## Task goal
Reproduce each of the following items word for word.

** START OF Supplied material **

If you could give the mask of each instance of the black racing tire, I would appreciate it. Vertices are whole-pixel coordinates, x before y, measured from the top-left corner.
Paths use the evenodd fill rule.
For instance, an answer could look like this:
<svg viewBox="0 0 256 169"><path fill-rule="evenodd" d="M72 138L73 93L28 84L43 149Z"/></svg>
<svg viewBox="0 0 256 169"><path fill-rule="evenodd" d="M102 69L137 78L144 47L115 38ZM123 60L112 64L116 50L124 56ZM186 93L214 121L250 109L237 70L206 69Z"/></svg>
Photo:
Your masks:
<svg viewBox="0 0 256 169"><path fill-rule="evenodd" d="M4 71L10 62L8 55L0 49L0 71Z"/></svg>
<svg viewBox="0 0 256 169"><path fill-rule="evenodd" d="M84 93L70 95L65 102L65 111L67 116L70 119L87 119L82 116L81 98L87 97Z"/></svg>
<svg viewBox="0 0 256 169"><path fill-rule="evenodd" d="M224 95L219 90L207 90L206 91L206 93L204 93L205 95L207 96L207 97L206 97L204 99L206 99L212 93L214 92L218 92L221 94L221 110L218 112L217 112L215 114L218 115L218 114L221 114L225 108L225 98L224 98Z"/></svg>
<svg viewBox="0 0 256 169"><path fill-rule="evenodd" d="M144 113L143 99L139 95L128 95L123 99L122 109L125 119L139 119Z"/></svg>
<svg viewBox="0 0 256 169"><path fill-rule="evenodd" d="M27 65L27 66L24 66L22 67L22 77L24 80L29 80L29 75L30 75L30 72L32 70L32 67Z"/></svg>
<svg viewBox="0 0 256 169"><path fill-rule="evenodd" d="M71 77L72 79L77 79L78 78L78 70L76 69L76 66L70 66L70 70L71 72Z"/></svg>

** END OF Supplied material **

## Task response
If you could give the mask of each instance of the black racing tire, I would appreciate it. Vertices are whole-pixel coordinates, x before y, measured from the top-left corner.
Paths use the evenodd fill rule.
For instance, an answer could look like this:
<svg viewBox="0 0 256 169"><path fill-rule="evenodd" d="M72 138L73 93L28 84L43 149Z"/></svg>
<svg viewBox="0 0 256 169"><path fill-rule="evenodd" d="M102 69L137 78L144 47L115 38ZM123 60L112 64L116 50L124 56ZM186 93L214 121L250 109L237 70L206 69Z"/></svg>
Photo:
Your masks:
<svg viewBox="0 0 256 169"><path fill-rule="evenodd" d="M4 71L10 62L8 55L0 49L0 71Z"/></svg>
<svg viewBox="0 0 256 169"><path fill-rule="evenodd" d="M84 93L70 95L65 102L65 111L67 116L70 119L87 119L82 116L81 98L87 97Z"/></svg>
<svg viewBox="0 0 256 169"><path fill-rule="evenodd" d="M224 95L219 90L207 90L206 91L206 93L204 93L205 95L207 96L207 97L206 97L204 99L206 99L212 93L214 92L218 92L221 94L221 110L218 112L217 112L215 114L218 115L218 114L221 114L225 108L225 98L224 98Z"/></svg>
<svg viewBox="0 0 256 169"><path fill-rule="evenodd" d="M144 113L143 99L139 95L128 95L123 99L122 109L125 119L139 119Z"/></svg>
<svg viewBox="0 0 256 169"><path fill-rule="evenodd" d="M27 65L27 66L24 66L22 67L22 77L24 80L29 80L29 75L30 75L30 72L32 70L32 67Z"/></svg>
<svg viewBox="0 0 256 169"><path fill-rule="evenodd" d="M71 77L72 79L77 79L78 78L78 70L76 69L76 66L70 66L70 70L71 72Z"/></svg>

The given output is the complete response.